▶ **What to work on**:
Starting at the line that contains "of the sunlit" and continuing through the end of the lines, write those lines out again, changing "Query" to "Target" and leaving everything else as it is.

** BEGIN **

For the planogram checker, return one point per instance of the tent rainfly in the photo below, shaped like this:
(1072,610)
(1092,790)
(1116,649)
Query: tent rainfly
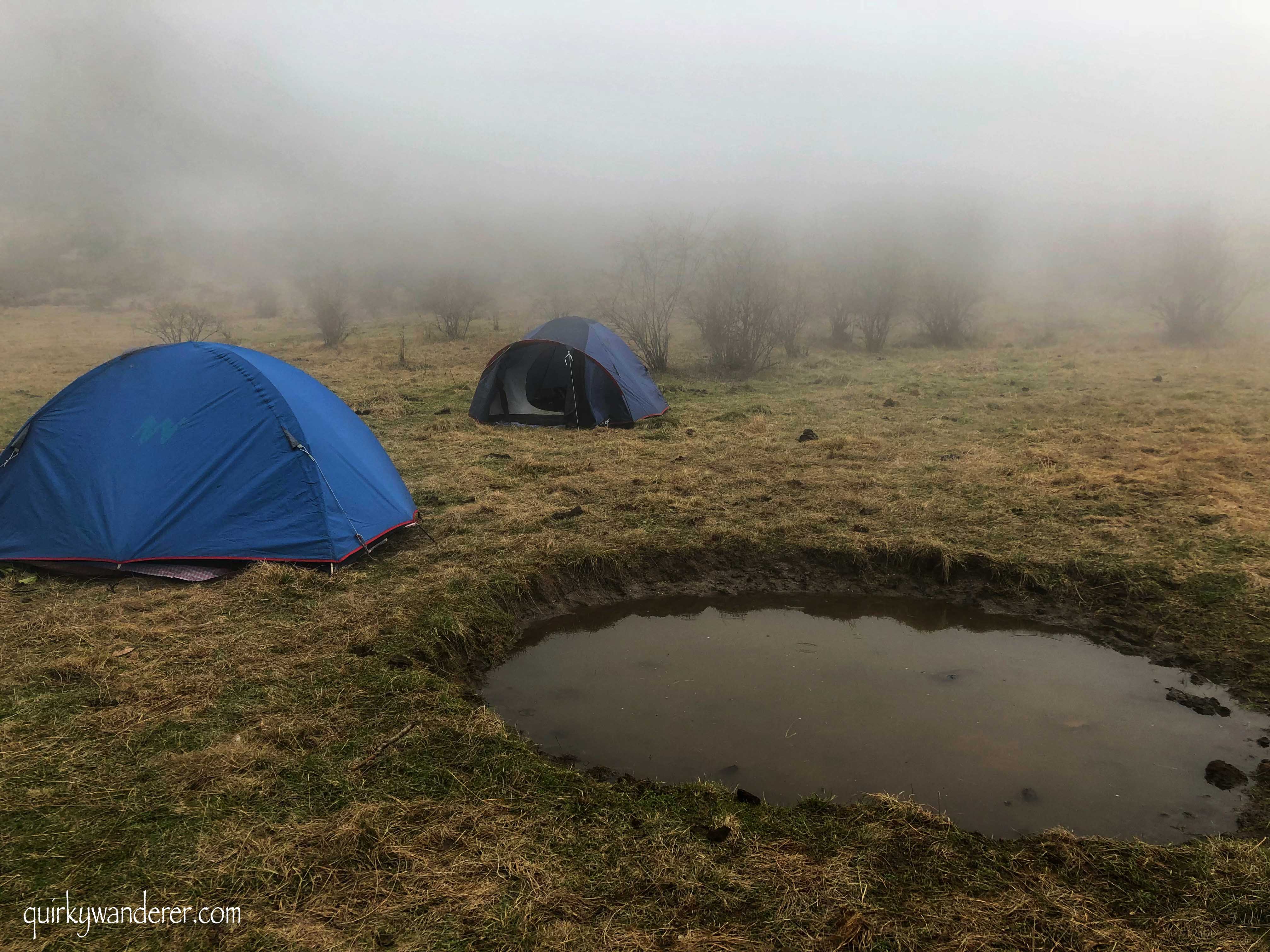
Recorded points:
(569,372)
(183,460)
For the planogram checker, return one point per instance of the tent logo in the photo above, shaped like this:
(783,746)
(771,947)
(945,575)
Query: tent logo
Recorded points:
(166,431)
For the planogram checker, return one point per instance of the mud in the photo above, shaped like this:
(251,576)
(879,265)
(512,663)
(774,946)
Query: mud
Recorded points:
(1008,733)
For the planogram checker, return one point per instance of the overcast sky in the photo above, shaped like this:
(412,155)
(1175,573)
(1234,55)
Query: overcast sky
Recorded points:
(247,112)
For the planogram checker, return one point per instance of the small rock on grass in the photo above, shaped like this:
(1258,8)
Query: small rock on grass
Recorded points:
(716,835)
(1225,776)
(851,931)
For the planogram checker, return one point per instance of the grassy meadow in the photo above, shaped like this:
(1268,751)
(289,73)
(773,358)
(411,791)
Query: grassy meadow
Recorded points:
(249,748)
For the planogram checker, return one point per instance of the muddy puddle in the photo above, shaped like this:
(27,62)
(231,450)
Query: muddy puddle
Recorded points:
(1008,727)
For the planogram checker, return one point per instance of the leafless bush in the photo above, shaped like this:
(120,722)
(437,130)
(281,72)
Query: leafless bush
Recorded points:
(328,300)
(838,304)
(877,292)
(1192,280)
(737,304)
(178,323)
(455,299)
(945,304)
(651,286)
(796,314)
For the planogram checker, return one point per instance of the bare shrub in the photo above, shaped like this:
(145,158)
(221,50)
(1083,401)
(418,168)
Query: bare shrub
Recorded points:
(455,299)
(945,303)
(737,304)
(651,287)
(328,300)
(794,316)
(838,304)
(878,291)
(177,323)
(1192,280)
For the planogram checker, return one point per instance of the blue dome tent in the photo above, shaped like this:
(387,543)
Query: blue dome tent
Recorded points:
(196,452)
(569,372)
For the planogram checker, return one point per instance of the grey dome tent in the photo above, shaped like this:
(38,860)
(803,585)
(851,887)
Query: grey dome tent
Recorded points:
(568,372)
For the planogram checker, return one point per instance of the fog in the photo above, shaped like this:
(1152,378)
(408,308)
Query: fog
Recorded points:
(145,146)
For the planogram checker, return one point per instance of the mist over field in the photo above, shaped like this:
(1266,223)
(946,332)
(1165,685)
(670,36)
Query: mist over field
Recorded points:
(1057,154)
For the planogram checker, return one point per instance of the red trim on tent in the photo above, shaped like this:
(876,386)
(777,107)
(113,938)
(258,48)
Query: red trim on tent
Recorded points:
(216,559)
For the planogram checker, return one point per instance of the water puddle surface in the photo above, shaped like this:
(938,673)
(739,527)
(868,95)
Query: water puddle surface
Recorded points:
(1008,727)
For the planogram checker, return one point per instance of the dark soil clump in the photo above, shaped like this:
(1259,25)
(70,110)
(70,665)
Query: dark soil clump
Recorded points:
(1199,705)
(1225,776)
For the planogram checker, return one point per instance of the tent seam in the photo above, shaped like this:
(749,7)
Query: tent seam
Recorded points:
(265,397)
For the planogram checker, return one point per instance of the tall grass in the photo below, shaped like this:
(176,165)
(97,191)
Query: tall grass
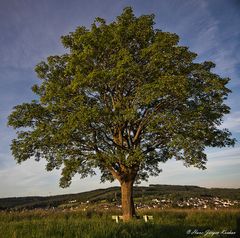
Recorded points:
(91,224)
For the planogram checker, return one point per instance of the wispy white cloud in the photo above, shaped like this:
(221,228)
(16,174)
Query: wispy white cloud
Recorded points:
(232,122)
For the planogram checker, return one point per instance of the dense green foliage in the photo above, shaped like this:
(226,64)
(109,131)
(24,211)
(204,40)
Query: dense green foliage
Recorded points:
(109,195)
(166,224)
(123,99)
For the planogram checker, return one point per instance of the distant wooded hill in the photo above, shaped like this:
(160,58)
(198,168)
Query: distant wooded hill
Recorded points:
(112,194)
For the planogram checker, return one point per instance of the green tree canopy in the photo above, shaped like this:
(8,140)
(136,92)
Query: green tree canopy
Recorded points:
(123,99)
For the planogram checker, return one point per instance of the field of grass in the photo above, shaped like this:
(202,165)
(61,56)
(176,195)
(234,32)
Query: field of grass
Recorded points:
(96,224)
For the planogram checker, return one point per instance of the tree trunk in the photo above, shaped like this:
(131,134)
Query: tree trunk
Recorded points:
(128,208)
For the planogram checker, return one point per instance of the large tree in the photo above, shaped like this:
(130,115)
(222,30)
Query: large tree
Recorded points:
(125,98)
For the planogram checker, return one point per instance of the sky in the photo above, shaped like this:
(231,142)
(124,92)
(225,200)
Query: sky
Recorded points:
(30,30)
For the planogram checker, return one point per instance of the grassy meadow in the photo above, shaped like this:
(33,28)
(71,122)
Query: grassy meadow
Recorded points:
(90,224)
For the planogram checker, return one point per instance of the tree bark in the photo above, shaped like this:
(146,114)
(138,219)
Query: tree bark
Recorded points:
(128,208)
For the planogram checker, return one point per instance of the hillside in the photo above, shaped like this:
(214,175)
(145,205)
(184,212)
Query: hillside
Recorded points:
(144,194)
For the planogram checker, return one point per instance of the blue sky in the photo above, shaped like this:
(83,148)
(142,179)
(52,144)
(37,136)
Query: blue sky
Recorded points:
(30,31)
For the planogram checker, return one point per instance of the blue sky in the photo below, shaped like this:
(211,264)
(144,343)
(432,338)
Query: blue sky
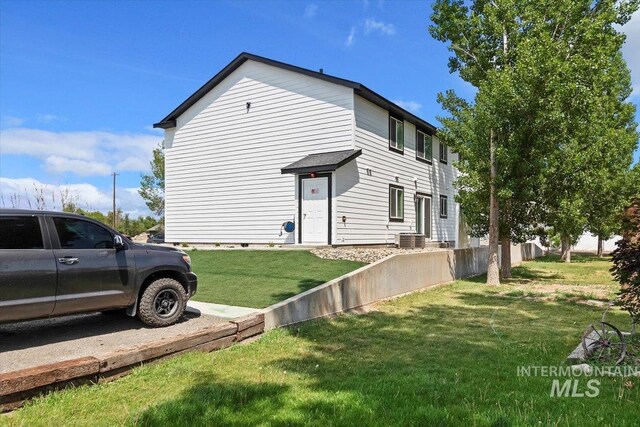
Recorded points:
(81,82)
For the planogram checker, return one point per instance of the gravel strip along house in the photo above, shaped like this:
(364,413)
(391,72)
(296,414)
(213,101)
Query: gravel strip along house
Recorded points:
(267,152)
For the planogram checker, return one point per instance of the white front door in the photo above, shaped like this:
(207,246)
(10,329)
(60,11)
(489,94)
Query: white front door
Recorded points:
(423,215)
(315,211)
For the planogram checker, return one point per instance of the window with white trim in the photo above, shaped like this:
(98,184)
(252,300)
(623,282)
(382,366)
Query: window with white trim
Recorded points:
(396,203)
(424,146)
(443,206)
(396,134)
(444,156)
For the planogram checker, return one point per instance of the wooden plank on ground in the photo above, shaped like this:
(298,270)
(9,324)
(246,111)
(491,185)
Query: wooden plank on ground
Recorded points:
(251,331)
(39,376)
(161,348)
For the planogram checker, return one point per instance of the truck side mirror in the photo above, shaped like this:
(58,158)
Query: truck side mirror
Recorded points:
(118,243)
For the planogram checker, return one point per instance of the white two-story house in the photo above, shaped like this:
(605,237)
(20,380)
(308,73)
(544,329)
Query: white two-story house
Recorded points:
(264,143)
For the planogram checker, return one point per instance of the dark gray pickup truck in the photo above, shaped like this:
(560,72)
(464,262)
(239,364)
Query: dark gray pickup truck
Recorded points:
(54,264)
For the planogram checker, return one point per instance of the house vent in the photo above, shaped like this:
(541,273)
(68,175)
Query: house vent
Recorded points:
(410,240)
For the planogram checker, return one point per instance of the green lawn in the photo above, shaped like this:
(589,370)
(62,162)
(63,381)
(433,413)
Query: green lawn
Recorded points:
(447,356)
(261,278)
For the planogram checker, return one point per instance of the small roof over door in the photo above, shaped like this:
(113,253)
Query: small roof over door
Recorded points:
(322,162)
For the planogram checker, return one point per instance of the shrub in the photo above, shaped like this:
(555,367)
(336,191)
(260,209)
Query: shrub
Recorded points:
(626,261)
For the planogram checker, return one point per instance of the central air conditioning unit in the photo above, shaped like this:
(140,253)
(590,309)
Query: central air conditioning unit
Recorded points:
(410,240)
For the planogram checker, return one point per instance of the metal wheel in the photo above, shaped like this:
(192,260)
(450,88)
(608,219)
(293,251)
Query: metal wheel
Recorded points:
(604,344)
(165,303)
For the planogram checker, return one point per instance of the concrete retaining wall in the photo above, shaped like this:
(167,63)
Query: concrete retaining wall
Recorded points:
(389,277)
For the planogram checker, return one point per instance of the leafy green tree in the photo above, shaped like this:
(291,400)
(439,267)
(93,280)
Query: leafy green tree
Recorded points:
(152,185)
(495,133)
(590,125)
(626,261)
(545,71)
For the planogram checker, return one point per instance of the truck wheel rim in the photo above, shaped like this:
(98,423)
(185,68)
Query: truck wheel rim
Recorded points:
(166,303)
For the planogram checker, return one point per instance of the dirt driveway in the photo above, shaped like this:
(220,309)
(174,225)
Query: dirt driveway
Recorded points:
(28,344)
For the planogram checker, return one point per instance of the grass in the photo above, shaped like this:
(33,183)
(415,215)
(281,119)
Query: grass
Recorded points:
(261,278)
(447,356)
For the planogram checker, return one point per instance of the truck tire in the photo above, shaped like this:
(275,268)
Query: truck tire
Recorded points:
(162,303)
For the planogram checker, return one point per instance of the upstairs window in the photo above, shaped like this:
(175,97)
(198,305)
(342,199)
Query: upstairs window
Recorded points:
(443,207)
(396,135)
(396,203)
(444,155)
(424,146)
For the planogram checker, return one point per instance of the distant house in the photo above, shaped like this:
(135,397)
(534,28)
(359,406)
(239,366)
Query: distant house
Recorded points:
(263,143)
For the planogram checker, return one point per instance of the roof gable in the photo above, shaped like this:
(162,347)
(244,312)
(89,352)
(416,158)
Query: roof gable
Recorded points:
(170,120)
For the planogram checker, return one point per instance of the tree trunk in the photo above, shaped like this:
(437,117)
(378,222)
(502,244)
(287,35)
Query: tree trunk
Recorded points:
(566,248)
(493,270)
(505,266)
(600,246)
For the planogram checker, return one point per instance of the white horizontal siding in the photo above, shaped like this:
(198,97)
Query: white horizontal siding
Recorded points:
(223,180)
(364,199)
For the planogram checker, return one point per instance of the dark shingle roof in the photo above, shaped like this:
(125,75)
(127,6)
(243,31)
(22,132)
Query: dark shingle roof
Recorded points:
(360,89)
(322,162)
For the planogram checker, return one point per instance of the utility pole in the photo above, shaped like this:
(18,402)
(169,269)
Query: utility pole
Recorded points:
(114,199)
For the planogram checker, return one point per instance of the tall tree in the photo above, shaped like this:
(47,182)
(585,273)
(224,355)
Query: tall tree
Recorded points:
(152,185)
(591,123)
(499,166)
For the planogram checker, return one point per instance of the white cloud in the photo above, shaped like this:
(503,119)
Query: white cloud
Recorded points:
(352,37)
(631,50)
(48,118)
(371,25)
(12,121)
(93,153)
(86,196)
(310,10)
(412,106)
(60,165)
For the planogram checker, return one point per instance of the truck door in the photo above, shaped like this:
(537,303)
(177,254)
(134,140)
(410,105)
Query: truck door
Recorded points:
(27,269)
(92,274)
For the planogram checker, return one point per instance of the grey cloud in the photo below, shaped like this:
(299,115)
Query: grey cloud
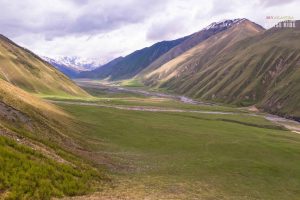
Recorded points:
(83,17)
(271,3)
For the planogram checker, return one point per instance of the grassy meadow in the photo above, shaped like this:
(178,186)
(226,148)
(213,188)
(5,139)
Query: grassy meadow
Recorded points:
(169,155)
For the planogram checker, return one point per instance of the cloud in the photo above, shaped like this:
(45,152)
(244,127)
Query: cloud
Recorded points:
(73,17)
(105,29)
(271,3)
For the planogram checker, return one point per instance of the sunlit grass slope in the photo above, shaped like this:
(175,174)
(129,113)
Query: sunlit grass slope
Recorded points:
(26,70)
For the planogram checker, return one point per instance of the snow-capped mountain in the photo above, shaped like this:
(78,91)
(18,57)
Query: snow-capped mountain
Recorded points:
(224,23)
(72,66)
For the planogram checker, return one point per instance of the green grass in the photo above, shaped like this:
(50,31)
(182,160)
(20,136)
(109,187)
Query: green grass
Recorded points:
(27,174)
(224,156)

** END **

▶ **Answer to this problem**:
For the planogram checker, return one point per instance of the sunlit grass slope in the photo above, shaped like this:
(175,174)
(129,113)
Target: sunlit grass slope
Recorded points:
(26,70)
For the planogram checker, return one point per instance of the snow-capped mountain in the photo above, shaped like this:
(78,91)
(18,57)
Target: snow-capped mountain
Recorded points:
(224,23)
(72,66)
For the planogram checker, return one point per instance of the green grass in the photo above, shaped like this:
(50,31)
(182,160)
(20,136)
(109,187)
Target: green grass
Recorded points:
(27,174)
(224,156)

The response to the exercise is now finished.